> Exercise requirements:
Every line of the material below, from the top through the line with "query | flower spathe", should be reproduced exactly.

○ ○ ○ ○ ○ ○ ○

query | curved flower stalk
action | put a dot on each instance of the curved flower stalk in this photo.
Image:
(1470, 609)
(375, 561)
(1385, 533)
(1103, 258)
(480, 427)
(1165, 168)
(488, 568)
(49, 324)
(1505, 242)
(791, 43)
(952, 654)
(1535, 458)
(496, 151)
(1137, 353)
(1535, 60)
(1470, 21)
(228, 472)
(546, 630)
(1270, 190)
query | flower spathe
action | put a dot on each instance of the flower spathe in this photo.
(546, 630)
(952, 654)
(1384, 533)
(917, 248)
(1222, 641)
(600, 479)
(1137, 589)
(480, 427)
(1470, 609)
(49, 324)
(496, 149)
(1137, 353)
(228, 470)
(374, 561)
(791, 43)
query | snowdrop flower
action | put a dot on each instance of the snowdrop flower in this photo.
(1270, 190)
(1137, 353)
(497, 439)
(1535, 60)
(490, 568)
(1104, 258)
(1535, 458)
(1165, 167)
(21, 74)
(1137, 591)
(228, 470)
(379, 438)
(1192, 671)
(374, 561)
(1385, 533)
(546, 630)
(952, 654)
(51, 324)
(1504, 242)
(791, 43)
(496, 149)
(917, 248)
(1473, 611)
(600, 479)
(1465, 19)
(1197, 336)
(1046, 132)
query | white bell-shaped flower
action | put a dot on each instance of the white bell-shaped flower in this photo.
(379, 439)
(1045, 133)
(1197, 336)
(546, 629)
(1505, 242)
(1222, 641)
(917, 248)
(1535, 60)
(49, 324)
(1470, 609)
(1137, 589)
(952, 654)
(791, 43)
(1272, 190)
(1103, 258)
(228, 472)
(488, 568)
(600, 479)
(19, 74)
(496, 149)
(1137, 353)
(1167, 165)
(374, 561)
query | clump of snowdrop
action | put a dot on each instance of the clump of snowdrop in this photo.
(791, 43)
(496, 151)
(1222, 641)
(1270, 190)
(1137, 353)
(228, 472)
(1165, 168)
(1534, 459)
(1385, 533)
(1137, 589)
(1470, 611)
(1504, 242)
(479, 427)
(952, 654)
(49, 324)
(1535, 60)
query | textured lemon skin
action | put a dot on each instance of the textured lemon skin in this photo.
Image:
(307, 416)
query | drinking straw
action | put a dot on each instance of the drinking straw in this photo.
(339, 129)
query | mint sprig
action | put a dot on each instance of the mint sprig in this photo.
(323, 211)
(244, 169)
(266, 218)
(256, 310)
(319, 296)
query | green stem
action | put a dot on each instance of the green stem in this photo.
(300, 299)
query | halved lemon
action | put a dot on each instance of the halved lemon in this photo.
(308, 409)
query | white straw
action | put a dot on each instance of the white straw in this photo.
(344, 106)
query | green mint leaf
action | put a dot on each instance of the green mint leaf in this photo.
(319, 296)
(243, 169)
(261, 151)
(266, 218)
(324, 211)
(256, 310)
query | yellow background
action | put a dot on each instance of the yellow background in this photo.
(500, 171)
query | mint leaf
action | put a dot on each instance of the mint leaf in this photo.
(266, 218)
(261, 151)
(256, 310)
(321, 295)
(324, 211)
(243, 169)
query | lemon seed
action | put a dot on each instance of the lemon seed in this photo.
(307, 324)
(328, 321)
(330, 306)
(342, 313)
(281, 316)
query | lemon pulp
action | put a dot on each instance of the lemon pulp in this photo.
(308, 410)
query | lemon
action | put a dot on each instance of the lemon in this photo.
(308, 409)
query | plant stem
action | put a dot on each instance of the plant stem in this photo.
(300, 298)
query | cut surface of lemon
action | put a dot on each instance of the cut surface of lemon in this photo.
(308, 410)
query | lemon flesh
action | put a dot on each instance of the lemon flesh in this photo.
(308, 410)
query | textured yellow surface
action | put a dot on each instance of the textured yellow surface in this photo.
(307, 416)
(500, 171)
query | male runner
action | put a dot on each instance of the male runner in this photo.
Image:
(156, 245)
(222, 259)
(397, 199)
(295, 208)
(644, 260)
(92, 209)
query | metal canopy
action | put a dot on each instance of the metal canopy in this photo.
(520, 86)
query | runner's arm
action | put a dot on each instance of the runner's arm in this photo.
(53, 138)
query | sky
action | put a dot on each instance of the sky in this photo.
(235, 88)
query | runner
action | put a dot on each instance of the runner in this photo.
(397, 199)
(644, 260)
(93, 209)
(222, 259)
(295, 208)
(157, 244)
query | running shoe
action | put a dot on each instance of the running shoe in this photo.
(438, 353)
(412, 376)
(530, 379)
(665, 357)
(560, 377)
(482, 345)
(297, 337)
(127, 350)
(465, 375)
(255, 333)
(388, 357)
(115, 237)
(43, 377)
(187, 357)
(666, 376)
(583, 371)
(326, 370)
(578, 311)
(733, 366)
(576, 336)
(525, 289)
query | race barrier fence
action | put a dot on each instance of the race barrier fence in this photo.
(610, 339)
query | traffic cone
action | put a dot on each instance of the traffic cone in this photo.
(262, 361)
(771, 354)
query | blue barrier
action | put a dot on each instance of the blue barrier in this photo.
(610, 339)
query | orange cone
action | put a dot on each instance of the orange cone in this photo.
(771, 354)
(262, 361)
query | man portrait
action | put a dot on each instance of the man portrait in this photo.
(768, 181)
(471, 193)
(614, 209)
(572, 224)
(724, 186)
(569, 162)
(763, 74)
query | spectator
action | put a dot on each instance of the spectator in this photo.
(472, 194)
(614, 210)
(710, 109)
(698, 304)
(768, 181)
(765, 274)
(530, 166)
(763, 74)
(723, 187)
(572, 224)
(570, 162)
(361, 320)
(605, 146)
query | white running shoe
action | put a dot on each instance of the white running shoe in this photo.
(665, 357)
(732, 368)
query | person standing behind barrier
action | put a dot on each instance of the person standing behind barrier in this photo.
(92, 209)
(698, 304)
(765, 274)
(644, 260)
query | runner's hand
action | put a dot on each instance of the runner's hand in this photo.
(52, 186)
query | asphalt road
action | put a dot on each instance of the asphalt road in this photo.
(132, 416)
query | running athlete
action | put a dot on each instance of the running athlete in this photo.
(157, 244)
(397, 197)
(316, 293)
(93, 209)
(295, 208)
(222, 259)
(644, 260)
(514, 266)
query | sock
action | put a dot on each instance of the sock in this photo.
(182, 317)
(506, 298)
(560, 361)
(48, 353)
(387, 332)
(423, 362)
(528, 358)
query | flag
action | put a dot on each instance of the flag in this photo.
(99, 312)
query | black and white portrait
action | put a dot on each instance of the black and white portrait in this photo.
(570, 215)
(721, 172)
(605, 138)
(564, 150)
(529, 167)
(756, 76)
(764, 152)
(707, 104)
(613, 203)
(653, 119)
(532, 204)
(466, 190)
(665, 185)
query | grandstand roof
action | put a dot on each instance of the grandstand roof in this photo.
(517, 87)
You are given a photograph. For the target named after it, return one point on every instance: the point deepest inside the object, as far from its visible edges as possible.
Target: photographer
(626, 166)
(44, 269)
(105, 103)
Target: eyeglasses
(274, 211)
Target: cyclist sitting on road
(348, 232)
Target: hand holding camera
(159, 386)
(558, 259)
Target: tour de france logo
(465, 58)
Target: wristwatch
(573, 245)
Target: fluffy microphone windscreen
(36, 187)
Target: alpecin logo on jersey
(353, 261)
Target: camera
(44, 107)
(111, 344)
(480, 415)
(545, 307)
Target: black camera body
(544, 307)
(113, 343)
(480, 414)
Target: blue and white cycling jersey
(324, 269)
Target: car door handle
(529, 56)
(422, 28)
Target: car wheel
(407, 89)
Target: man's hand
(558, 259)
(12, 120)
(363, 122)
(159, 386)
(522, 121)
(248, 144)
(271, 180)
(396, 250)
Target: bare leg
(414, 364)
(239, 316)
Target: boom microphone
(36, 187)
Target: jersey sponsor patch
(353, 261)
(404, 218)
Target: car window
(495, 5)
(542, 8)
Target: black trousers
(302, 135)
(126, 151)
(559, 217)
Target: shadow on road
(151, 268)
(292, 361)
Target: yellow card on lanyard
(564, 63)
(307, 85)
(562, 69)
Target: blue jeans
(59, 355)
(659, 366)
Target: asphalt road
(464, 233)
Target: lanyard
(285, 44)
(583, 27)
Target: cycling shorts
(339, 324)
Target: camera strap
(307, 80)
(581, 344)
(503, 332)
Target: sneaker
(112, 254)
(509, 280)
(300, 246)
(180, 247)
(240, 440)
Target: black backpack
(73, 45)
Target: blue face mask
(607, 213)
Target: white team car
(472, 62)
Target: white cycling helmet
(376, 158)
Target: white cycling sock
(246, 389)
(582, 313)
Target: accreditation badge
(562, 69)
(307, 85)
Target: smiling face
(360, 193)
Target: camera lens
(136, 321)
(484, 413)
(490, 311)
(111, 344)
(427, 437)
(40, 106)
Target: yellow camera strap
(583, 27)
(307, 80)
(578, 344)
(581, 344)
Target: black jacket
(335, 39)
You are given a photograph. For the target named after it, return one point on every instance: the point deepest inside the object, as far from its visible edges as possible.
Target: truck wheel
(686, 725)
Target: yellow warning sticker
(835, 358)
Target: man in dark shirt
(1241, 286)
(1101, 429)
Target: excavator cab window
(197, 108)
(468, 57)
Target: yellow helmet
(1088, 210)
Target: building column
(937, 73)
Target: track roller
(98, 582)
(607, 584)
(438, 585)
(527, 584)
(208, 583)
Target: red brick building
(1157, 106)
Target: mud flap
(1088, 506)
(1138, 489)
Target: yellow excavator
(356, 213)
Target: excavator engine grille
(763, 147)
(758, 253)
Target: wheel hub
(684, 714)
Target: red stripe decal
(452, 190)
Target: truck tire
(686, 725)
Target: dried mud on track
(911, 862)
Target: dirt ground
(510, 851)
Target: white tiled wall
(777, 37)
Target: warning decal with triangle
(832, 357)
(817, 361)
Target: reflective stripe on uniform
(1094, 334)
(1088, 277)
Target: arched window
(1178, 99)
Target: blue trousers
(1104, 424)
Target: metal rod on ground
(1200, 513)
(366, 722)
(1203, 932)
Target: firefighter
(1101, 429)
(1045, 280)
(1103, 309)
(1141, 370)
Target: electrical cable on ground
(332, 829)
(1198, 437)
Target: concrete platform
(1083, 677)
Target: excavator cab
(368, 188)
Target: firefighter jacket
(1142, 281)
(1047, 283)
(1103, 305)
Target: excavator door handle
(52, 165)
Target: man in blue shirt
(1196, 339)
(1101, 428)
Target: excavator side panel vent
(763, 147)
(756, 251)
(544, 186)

○ ○ ○ ○ ○ ○ ○

> Solution to this task:
query | curved flower stalk
action | put a dot on each instance of the curved flower stalk in this photo.
Image:
(1470, 609)
(375, 561)
(1385, 533)
(1103, 258)
(480, 427)
(1165, 168)
(488, 568)
(49, 324)
(1505, 242)
(791, 43)
(952, 654)
(1535, 458)
(496, 151)
(1137, 353)
(1535, 60)
(1470, 21)
(228, 472)
(546, 630)
(1270, 190)
query | flower spathe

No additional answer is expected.